* To do: In the listing, from the line containing "like [[158, 133]]." through the line containing "[[73, 71], [95, 73]]", inclusive, change "white rock" to "gray boulder" and return only those lines with everything else left as is.
▬▬▬▬▬▬▬▬▬▬
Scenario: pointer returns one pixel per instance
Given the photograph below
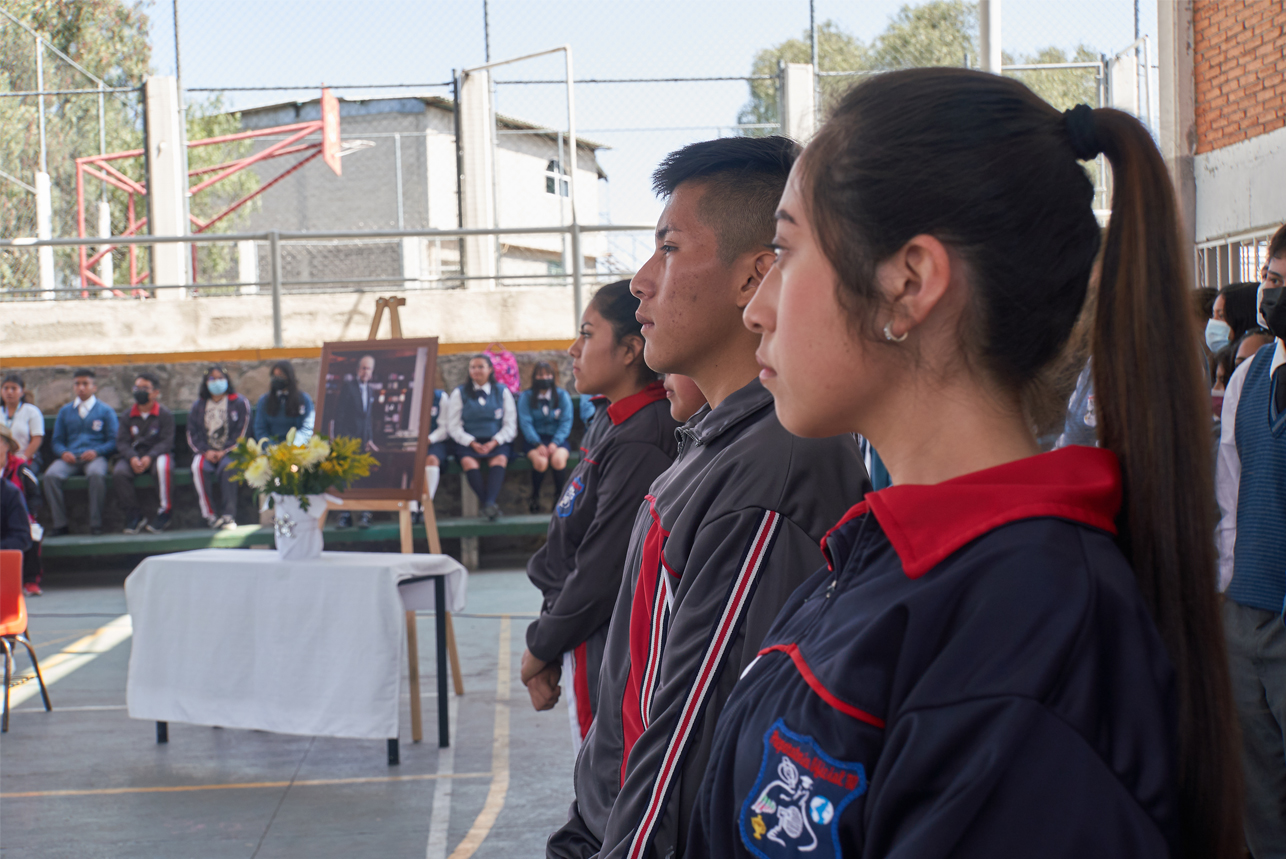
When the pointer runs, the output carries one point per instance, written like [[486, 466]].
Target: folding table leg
[[444, 728], [417, 728]]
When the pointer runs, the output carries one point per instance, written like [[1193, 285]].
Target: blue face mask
[[1218, 334]]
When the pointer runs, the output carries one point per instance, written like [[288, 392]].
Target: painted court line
[[495, 795], [246, 786], [72, 657]]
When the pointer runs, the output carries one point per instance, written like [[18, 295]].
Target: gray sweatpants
[[97, 472], [1257, 653]]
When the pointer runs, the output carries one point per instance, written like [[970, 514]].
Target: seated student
[[284, 408], [22, 418], [217, 421], [981, 668], [482, 421], [84, 437], [14, 470], [145, 444], [544, 418], [579, 567], [725, 534]]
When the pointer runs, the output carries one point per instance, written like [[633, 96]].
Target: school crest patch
[[795, 805], [567, 503]]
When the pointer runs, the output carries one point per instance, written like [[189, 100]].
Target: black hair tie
[[1083, 133]]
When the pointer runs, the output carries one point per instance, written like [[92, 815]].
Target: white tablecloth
[[241, 639]]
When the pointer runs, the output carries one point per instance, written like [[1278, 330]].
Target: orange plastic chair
[[13, 626]]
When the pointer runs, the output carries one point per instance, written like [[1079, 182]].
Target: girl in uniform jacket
[[544, 419], [579, 567], [482, 421], [1007, 653]]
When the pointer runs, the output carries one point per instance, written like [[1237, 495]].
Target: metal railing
[[275, 239]]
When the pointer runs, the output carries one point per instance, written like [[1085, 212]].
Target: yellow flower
[[259, 472]]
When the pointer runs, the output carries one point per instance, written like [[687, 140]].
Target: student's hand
[[531, 666], [544, 689]]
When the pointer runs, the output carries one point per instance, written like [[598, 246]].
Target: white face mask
[[1218, 334]]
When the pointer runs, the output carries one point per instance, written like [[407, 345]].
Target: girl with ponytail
[[1008, 653]]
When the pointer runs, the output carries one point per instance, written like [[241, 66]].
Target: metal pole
[[576, 289], [40, 84], [274, 252], [398, 176]]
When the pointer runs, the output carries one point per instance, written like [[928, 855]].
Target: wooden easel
[[435, 545]]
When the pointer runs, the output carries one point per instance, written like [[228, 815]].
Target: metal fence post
[[274, 250]]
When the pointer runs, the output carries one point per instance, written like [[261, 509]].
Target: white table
[[241, 639]]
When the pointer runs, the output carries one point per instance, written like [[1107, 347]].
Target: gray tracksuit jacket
[[720, 543]]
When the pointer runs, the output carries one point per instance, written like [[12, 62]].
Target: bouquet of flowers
[[300, 471]]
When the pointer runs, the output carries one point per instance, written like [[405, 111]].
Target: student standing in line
[[22, 418], [985, 668], [544, 419], [145, 444], [1250, 485], [579, 567], [482, 421], [84, 437], [216, 422], [727, 534], [284, 408]]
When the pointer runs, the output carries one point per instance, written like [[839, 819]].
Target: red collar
[[926, 524], [625, 409]]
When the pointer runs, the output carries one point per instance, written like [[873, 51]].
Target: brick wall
[[1239, 70]]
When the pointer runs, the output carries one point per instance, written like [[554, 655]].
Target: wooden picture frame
[[399, 400]]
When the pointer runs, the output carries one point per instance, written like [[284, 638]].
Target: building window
[[554, 181]]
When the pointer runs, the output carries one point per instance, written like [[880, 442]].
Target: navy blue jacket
[[976, 677], [95, 431]]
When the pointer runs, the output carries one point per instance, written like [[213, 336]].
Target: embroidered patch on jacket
[[567, 503], [795, 805]]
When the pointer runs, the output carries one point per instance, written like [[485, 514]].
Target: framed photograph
[[381, 392]]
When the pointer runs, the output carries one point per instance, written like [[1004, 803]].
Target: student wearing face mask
[[1250, 485], [145, 445], [544, 421], [216, 422], [284, 408]]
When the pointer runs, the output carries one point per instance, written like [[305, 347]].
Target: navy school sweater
[[975, 674]]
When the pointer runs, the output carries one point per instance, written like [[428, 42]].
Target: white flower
[[257, 472]]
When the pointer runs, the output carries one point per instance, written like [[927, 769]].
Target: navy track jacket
[[727, 535], [579, 567], [975, 675]]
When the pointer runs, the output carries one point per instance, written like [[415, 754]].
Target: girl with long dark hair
[[1008, 653], [580, 566]]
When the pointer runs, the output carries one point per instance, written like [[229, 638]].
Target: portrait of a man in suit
[[359, 405]]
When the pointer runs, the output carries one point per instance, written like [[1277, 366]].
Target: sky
[[305, 44]]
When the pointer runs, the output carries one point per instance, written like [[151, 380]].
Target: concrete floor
[[86, 781]]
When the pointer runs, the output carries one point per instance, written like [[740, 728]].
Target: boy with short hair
[[84, 437], [727, 533]]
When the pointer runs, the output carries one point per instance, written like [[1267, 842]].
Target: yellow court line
[[244, 786], [495, 795]]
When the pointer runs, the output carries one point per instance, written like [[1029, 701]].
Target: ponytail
[[1154, 414]]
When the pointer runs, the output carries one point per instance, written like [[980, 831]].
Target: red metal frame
[[99, 167]]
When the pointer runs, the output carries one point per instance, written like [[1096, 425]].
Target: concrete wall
[[40, 328]]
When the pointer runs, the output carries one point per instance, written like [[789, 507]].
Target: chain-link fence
[[643, 88]]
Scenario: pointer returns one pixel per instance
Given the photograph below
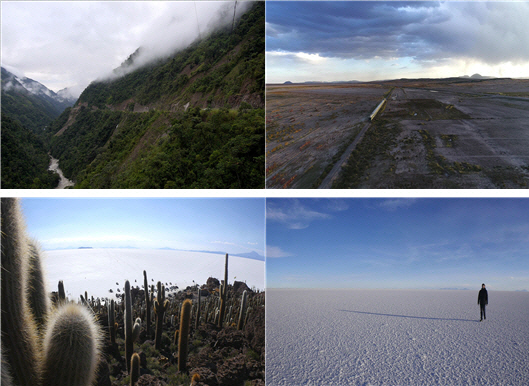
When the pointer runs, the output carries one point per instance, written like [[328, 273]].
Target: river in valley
[[54, 166]]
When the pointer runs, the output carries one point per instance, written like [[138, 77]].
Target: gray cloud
[[425, 31], [65, 44]]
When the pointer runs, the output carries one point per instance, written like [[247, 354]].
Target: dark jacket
[[483, 297]]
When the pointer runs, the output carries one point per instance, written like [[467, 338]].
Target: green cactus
[[223, 294], [134, 369], [160, 306], [129, 340], [148, 304], [71, 347], [240, 324], [112, 321], [67, 351], [38, 298], [62, 296], [197, 321], [183, 336], [19, 329]]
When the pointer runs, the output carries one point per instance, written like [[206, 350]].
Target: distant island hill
[[475, 76]]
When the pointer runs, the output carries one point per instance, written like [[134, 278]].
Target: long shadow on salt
[[411, 317]]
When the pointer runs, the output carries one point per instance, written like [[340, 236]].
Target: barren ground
[[449, 133]]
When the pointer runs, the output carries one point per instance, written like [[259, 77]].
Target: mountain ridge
[[194, 119]]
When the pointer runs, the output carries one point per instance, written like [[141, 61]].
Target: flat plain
[[432, 133], [100, 269], [395, 337]]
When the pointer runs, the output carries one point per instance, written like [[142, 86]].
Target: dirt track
[[453, 133], [308, 125]]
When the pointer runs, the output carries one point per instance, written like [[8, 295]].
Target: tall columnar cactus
[[240, 324], [132, 331], [197, 321], [112, 321], [183, 336], [223, 294], [19, 330], [71, 347], [160, 306], [62, 295], [38, 298], [67, 352], [148, 304], [134, 369]]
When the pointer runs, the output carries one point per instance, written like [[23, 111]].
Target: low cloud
[[428, 32], [397, 203], [70, 44], [293, 214]]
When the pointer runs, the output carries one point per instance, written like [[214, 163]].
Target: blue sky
[[398, 243], [374, 40], [230, 225]]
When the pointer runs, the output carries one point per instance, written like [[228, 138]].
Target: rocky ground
[[218, 356]]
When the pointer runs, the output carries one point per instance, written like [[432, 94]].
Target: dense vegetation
[[134, 132], [24, 158], [34, 112], [193, 149]]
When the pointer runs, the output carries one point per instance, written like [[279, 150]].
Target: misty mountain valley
[[194, 119]]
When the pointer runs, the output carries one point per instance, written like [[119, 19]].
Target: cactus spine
[[38, 299], [112, 321], [134, 369], [223, 293], [129, 341], [240, 324], [198, 311], [19, 330], [148, 303], [71, 347], [160, 306], [183, 336]]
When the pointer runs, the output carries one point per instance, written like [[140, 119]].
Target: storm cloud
[[427, 33], [70, 44]]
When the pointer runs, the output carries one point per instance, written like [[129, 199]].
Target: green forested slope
[[195, 120], [31, 111], [24, 158]]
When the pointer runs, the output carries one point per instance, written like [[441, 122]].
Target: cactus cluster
[[66, 351], [53, 341], [160, 306]]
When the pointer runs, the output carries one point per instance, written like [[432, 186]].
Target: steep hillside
[[193, 120], [24, 158], [29, 102]]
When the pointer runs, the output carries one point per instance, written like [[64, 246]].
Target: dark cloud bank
[[426, 31]]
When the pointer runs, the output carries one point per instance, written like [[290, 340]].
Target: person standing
[[483, 300]]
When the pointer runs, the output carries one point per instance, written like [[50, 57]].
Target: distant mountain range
[[250, 255], [475, 76], [322, 82], [31, 103]]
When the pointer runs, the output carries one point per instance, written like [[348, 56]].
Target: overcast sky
[[398, 243], [69, 44], [354, 40]]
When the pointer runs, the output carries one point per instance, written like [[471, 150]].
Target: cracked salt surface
[[395, 337]]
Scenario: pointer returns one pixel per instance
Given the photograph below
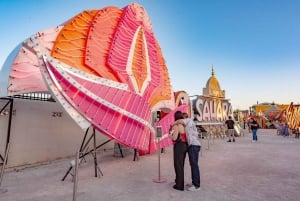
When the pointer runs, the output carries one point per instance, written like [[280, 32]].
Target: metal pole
[[159, 179], [4, 163], [208, 138], [75, 177]]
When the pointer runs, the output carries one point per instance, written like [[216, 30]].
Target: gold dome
[[213, 87]]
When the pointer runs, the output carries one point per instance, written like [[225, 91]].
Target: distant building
[[212, 106]]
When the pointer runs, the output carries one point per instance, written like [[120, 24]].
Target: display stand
[[84, 150], [10, 102], [4, 159]]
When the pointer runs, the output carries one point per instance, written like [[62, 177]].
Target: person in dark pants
[[194, 147], [297, 131], [177, 133], [254, 126]]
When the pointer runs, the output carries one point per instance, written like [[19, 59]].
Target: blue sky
[[254, 45]]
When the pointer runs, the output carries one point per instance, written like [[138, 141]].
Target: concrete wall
[[41, 132]]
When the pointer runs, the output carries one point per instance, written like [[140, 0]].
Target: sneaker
[[194, 188], [176, 188], [189, 185]]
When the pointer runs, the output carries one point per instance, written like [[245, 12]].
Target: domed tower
[[213, 88]]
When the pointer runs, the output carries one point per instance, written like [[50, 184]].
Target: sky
[[253, 45]]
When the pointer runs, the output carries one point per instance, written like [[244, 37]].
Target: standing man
[[194, 147], [230, 126], [254, 126]]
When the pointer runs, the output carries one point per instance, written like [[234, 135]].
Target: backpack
[[191, 132]]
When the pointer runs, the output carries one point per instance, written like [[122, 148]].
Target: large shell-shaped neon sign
[[106, 69]]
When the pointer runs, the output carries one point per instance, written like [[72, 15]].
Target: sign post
[[158, 136]]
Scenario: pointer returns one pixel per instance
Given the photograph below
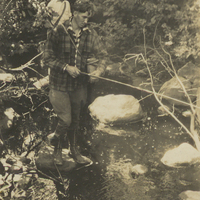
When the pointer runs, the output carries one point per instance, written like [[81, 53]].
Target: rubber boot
[[74, 153], [57, 154], [60, 134]]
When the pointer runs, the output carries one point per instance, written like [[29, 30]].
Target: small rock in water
[[183, 154], [190, 195], [115, 109], [139, 169]]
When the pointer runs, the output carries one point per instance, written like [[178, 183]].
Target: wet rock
[[139, 169], [184, 154], [41, 82], [6, 120], [44, 161], [190, 195], [114, 109], [173, 89]]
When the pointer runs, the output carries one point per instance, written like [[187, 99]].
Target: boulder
[[190, 195], [191, 73], [113, 109], [184, 154], [139, 169], [173, 89]]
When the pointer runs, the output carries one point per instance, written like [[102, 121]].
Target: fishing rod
[[138, 88]]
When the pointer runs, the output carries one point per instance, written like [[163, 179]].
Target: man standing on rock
[[67, 53]]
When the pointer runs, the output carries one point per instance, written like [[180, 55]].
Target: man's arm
[[100, 54], [51, 51]]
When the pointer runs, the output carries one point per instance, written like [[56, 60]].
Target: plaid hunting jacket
[[59, 51]]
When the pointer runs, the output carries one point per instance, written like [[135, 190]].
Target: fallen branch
[[193, 133]]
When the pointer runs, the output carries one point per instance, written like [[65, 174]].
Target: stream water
[[115, 151]]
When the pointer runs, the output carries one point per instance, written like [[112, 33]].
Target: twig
[[183, 87], [138, 88]]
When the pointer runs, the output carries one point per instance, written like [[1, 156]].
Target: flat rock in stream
[[44, 161], [184, 154], [115, 109], [190, 195]]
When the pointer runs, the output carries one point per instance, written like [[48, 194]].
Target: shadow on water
[[114, 155]]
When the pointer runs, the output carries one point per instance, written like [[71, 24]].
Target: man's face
[[81, 18]]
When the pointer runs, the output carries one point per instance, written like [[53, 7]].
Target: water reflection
[[115, 150]]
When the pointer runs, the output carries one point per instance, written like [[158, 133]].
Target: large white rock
[[181, 155], [190, 195], [116, 109]]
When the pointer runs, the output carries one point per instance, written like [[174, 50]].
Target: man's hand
[[73, 71], [95, 73]]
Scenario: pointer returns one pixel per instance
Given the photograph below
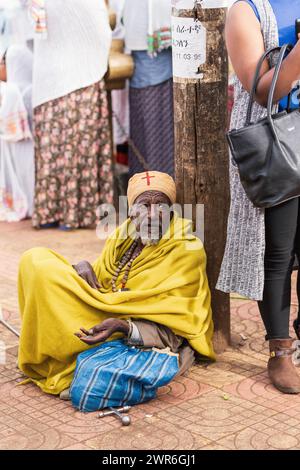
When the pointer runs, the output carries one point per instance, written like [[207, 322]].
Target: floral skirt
[[73, 158]]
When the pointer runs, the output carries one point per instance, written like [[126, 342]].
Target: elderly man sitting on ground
[[149, 285]]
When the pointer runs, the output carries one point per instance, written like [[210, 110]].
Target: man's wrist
[[124, 327]]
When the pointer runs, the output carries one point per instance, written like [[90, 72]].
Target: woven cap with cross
[[151, 181]]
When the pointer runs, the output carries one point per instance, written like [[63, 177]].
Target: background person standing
[[148, 36], [72, 132]]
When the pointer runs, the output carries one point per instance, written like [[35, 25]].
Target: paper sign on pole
[[189, 4], [189, 47]]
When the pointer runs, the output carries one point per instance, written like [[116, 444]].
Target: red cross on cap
[[147, 177]]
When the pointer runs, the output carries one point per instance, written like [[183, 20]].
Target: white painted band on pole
[[188, 46], [189, 4]]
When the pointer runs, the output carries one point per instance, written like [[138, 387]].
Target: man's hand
[[102, 332], [85, 270]]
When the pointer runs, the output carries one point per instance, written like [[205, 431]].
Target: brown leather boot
[[282, 372]]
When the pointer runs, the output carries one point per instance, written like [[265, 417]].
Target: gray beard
[[149, 241]]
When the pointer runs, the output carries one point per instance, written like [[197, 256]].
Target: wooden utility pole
[[201, 155]]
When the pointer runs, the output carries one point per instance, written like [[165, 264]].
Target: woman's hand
[[245, 46], [85, 270], [102, 332]]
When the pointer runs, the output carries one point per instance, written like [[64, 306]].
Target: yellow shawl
[[167, 282]]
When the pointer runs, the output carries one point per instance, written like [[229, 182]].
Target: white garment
[[75, 53], [143, 17], [117, 7], [16, 144]]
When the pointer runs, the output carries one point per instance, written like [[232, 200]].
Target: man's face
[[150, 214]]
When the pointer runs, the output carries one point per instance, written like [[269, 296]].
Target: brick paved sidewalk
[[226, 405]]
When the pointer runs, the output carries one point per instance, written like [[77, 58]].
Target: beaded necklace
[[129, 257]]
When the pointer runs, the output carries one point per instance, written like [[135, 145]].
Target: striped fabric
[[152, 127], [39, 15], [115, 374], [159, 40]]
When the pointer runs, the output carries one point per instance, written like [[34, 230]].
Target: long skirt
[[152, 127], [73, 158], [16, 180]]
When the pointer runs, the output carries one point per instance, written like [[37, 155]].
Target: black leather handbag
[[267, 153]]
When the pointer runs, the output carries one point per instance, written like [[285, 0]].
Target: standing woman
[[262, 244], [148, 35], [16, 142], [72, 132]]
▬▬▬▬▬▬▬▬▬▬
* Solution to this task:
When the pointer runs, the output carries one point per instance, written like [[158, 133]].
Target: large gray boulder
[[181, 155], [190, 195], [116, 109]]
When the pointer runs, the output carries one point per instance, written like [[174, 50]].
Target: man's hand
[[73, 71], [95, 73]]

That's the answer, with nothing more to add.